**抜粋本文:**
☆ ☆ ☆ ☆
ブランド開発においては「ストーリー性」を重視。例えば、2011年、東日本大震災の年に検討を始めた「ザ・メープルマニア」は、“絆”をキーワードに、古きよきアメリカの家族をテーマとした企画開発を行った。

ストーリーを担う主人公はいたずらとメープルのお菓子が大好きな男の子。食べる人に、子どもの頃のワクワクする気持ちを思い出してほしいという気持ちを込めているという。

そのほか、「東京ミルクチーズ工場」「フランセ」、そして2016年にスタートしたバターバトラーなどの20ブランドを展開。菓子の製造についても、2017年より自社製造工場で行うようになっている。

「バター不足」が商品開発のきっかけ

では、バターバトラーはどのような物語から生まれたのだろうか。代表取締役社長の阪本良一氏によると、「企業理念の原点に立ち戻ったことから発想が生まれた」と言う。

日本ではバター不足という現象がしばしば起こるが、バターバトラーのアイデアがひらめいたのも、そんな2015年頃のことだった。
☆ ☆ ☆ ☆
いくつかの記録
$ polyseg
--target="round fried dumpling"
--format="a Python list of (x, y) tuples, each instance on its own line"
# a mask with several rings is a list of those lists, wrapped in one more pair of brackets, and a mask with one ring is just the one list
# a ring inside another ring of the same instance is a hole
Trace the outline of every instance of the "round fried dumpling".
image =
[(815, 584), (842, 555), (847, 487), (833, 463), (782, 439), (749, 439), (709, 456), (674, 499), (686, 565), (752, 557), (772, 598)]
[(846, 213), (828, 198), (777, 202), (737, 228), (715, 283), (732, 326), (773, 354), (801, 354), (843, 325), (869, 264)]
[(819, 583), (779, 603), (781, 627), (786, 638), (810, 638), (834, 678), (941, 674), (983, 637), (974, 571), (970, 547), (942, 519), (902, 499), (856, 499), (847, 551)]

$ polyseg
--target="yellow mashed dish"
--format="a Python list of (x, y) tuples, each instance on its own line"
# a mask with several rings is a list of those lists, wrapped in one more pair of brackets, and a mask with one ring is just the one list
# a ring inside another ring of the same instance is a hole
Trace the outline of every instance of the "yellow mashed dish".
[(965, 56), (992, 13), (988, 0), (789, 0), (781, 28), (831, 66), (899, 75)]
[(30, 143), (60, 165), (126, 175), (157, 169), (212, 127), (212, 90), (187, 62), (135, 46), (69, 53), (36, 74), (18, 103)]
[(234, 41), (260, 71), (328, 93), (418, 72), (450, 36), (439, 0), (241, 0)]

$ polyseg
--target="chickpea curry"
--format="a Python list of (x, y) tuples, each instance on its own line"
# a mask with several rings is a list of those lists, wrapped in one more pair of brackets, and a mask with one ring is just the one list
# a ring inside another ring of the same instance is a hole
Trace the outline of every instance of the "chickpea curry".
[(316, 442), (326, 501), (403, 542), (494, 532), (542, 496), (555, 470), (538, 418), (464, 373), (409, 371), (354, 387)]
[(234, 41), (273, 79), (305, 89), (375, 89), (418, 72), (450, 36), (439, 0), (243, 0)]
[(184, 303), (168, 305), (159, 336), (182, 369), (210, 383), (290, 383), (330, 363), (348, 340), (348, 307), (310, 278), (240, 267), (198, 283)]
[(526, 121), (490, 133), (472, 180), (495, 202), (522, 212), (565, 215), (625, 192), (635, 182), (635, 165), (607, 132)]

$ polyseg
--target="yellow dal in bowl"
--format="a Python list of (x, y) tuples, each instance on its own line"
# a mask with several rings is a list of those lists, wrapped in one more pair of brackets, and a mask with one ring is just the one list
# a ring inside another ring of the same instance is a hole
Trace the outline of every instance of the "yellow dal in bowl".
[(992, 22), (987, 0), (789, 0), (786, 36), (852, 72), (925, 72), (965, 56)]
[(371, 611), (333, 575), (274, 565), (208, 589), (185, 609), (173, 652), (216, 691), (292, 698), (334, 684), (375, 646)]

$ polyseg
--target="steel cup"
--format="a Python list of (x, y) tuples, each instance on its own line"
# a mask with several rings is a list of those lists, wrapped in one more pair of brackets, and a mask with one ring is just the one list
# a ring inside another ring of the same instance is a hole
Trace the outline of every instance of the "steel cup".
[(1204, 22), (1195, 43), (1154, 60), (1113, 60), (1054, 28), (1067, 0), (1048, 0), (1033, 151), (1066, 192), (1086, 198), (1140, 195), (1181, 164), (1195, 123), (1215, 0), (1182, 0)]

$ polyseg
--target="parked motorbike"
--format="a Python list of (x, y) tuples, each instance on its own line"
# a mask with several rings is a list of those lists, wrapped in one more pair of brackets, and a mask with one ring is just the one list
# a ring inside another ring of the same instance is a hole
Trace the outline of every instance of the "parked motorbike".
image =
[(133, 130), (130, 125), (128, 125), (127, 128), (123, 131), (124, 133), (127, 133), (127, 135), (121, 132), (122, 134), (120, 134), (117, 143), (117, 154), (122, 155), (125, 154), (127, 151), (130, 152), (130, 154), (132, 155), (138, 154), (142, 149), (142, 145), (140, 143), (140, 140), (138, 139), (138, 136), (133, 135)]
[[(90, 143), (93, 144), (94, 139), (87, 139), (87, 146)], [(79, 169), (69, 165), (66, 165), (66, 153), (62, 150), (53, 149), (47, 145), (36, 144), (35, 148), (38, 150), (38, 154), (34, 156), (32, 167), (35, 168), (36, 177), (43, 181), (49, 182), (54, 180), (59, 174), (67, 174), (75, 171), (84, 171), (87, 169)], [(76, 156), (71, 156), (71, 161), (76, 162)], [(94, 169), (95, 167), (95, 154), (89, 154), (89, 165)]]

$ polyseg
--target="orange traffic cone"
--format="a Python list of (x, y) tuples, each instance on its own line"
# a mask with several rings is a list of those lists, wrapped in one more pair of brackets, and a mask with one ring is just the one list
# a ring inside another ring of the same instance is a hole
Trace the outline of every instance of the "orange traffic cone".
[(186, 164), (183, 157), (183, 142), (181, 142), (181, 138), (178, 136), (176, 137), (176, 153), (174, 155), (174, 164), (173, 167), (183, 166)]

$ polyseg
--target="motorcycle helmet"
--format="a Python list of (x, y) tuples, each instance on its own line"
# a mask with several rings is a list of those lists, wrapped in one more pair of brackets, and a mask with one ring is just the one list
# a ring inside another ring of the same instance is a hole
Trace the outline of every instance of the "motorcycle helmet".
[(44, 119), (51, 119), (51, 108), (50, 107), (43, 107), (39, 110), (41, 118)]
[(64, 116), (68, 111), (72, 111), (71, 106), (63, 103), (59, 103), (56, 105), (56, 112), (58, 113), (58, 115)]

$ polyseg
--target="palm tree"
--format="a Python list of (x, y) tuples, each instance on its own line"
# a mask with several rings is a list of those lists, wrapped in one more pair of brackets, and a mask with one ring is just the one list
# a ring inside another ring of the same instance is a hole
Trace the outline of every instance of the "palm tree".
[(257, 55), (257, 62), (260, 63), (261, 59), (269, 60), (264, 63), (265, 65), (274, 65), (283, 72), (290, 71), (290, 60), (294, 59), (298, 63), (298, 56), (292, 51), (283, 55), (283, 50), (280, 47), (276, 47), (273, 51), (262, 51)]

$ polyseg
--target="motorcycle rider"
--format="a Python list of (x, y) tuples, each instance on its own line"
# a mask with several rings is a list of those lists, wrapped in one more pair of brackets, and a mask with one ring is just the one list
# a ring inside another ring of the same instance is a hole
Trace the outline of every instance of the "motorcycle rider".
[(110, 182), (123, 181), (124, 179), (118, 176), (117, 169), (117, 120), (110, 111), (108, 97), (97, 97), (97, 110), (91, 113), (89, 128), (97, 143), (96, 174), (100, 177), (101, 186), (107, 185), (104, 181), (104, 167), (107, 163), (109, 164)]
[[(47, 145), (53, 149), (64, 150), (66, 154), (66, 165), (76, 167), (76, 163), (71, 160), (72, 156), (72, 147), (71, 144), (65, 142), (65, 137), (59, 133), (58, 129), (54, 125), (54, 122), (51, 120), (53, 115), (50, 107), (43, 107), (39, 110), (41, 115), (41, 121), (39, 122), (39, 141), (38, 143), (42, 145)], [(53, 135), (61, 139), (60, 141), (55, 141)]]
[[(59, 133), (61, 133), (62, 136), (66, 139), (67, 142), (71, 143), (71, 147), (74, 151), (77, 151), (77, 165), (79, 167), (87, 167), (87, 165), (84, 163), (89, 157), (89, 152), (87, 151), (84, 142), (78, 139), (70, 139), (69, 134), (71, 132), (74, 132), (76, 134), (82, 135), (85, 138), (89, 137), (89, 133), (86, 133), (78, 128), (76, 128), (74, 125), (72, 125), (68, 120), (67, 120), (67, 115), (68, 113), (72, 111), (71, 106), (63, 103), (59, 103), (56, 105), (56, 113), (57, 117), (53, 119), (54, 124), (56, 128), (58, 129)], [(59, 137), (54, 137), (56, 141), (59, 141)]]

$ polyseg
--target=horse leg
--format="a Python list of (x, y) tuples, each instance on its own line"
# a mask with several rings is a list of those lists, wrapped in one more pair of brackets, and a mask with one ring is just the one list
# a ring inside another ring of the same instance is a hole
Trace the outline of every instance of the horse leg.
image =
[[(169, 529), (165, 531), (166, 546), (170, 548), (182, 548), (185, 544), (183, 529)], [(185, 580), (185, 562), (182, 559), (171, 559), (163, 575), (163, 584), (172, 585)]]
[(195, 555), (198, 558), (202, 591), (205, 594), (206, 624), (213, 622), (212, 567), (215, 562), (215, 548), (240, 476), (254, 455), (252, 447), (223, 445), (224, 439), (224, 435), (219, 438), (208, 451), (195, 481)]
☆ ☆ ☆ ☆
**作成内容:**
次の1.〜3.の記述がそれぞれ抜粋本文と合っているかを「はい」か「いいえ」で答え、判断の決め手となる本文の語句を引用で添えてください。
1. 「ザ・メープルマニア」の検討は2011年に始まった。
2. 菓子の製造は2016年から自社製造工場で行われている。
3. バターバトラーのアイデアがひらめいたのは2015年頃である。

**正解:**
1. はい。「2011年、東日本大震災の年に検討を始めた」
2. いいえ。「2017年より自社製造工場で行うようになっている」
3. はい。「バターバトラーのアイデアがひらめいたのも、そんな2015年頃のことだった」